> TEXTO PROPUESTO:
________________________

Hace unas semanas realicé un periplo de pedaleo ciclista sin prisas, con calma, para recorrer el perímetro de Álava en cuatro días, uno por cada punto cardinal. Con más intencionalidad cultural que deportiva.
En las primeras horas del primer día tuve que acometer el ascenso del puerto de Orduña llamado así por la ciudad vizcaína que se asienta en sus pies, a pesar de que la majestuosa ascensión está enclavada en Tertanga, valle de Arrastaria y municipio de Amurrio (Álava).
En sus tramos más altos, en uno de los márgenes de la carretera, se encuentra un monumento de piedra, bien visible, a modo de estela conmemorativa. Siempre con ganas de escudriñar en ella, por fin la visité gracias a la versatilidad de la bici ya que un vehículo a motor no podría detenerse ahí.
El texto inscrito en el monumento es simple y escueto: «Cayo Redón y Tapiz // † 20 agosto año 1923«.
Escudriñando un poco, sabemos gracias a su partida de defunción (Juzgado de Arrastaria, distrito de Amurrio) que falleció a las 12:00 h del mediodía en «un accidente automovilista» y que había de recibir sepultura en el cementerio de Orduña. Ya es algo.

________________________

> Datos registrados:
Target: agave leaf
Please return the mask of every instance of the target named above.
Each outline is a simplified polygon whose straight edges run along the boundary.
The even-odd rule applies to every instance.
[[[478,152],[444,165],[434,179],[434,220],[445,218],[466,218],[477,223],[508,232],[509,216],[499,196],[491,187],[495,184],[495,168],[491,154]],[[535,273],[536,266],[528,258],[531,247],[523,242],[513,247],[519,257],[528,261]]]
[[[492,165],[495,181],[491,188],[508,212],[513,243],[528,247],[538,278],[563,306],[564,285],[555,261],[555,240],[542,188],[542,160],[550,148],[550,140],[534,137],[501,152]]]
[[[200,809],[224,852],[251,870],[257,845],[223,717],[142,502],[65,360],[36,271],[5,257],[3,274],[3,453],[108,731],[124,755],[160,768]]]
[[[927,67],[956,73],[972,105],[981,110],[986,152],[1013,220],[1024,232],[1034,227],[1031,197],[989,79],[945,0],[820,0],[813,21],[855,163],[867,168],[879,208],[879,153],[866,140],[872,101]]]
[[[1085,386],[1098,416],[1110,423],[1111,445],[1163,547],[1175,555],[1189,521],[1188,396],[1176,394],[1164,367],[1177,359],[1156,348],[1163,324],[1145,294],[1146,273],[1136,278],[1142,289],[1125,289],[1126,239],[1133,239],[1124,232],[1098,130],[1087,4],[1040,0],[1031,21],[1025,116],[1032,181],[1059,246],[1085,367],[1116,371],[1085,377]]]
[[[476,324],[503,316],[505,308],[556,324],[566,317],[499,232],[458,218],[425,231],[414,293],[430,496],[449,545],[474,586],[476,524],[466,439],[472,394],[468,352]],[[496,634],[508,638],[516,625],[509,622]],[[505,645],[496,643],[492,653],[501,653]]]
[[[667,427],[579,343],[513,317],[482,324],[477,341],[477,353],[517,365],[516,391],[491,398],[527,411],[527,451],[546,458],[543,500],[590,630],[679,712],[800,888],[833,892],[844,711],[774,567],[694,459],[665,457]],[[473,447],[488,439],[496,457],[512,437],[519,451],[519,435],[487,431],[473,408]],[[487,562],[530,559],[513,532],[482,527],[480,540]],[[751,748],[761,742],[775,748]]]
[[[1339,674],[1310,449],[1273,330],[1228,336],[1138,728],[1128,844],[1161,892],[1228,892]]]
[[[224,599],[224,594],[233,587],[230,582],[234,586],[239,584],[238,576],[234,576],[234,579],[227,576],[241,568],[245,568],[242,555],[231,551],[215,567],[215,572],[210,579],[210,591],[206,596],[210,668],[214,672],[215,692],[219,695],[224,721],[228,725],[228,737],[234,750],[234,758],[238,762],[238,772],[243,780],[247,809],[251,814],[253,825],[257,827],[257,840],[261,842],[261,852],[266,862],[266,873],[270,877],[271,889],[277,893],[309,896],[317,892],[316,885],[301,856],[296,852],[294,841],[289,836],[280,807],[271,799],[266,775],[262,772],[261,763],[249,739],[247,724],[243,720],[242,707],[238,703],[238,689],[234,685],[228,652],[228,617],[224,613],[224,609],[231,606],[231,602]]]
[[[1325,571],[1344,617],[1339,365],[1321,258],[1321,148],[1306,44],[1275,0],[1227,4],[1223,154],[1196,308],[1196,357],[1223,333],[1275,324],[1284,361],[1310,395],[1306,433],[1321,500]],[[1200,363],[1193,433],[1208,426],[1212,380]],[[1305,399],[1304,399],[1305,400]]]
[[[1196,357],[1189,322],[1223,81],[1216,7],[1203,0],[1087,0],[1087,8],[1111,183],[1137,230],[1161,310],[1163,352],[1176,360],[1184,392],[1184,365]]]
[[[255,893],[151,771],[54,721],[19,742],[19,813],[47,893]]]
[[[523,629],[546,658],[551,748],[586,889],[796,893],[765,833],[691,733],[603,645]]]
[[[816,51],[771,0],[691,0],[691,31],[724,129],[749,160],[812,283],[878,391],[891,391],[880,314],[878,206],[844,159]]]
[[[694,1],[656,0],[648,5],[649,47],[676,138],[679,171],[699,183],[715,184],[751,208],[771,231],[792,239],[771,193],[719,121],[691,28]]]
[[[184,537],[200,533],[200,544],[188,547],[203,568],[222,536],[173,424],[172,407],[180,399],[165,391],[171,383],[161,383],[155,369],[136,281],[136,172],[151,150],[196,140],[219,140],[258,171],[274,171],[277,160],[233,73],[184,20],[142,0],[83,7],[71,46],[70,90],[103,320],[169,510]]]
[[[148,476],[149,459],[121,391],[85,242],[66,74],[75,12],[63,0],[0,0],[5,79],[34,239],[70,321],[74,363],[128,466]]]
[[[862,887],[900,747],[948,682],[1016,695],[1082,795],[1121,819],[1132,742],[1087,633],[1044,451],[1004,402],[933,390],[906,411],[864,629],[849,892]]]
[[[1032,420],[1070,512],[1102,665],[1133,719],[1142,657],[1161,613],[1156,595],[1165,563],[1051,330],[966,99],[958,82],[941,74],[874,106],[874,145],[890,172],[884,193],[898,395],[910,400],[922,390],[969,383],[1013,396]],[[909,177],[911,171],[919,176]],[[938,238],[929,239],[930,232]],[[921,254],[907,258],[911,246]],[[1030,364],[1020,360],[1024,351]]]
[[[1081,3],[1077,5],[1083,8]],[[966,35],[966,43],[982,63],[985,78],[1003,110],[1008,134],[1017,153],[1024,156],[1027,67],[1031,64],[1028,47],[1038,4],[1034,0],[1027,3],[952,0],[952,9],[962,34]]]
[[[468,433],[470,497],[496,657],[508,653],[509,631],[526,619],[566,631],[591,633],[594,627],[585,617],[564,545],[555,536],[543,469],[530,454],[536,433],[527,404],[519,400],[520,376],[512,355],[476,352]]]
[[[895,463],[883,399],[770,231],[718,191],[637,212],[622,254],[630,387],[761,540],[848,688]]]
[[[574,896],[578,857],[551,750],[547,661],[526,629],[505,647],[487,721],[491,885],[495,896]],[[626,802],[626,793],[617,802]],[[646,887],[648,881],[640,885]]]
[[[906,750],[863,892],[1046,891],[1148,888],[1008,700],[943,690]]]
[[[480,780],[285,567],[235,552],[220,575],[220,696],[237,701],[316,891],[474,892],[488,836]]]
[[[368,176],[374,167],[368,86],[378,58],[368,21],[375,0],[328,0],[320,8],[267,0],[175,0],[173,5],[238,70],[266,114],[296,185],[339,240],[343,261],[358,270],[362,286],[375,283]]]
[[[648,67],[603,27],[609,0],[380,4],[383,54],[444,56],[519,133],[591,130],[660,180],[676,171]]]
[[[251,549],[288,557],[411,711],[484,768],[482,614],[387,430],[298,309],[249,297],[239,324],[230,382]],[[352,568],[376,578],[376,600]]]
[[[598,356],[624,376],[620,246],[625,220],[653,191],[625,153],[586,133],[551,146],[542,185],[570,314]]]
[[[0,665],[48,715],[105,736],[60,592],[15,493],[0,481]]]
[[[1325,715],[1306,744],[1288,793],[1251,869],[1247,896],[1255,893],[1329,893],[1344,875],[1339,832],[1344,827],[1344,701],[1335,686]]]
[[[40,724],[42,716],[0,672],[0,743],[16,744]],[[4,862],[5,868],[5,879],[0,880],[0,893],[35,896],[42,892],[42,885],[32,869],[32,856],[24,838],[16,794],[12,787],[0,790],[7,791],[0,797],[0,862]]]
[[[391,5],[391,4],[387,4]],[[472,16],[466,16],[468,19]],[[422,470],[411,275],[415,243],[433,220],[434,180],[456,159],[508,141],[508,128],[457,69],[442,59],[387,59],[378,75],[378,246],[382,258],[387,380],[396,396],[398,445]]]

________________________

> TAREAS POR HACER:
A. Copia sin cambios el fragmento del texto sobre el puerto de Orduña desde "Escudriñando un poco, sabemos" hasta "Ya es algo.", incluidas ambas palabras.
B. Prosigue el texto sobre el puerto de Orduña a partir de su última oración.

> RESPUESTAS DEL EJERCICIO:
A.
Escudriñando un poco, sabemos gracias a su partida de defunción (Juzgado de Arrastaria, distrito de Amurrio) que falleció a las 12:00 h del mediodía en «un accidente automovilista» y que había de recibir sepultura en el cementerio de Orduña. Ya es algo.

B.
Sabemos por otras vías que para cuando Cayo falleció a los 32 años, era un reputado profesor y arquitecto en Madrid (aunque él y sus progenitores eran naturales de Logroño), con domicilio en la lujosa calle Serrano, servicio doméstico a su cargo y un automóvil, algo para aquel entonces al alcance de pocas personas. Su obra más emblemática, por la que se le recuerda, es casa-palacio de Ricardo Augustín, construida en 1916 para unos opulentos vitorianos, con soluciones arquitectónicas que se admiran y estudian aún. Pero aquella meteórica carrera se truncó en la zona más elevada de nuestro puerto.
Una escueta reseña en el El Noticiero Bilbaíno del día siguiente al deceso, nos aporta algo más de luz para intentar recrear el suceso.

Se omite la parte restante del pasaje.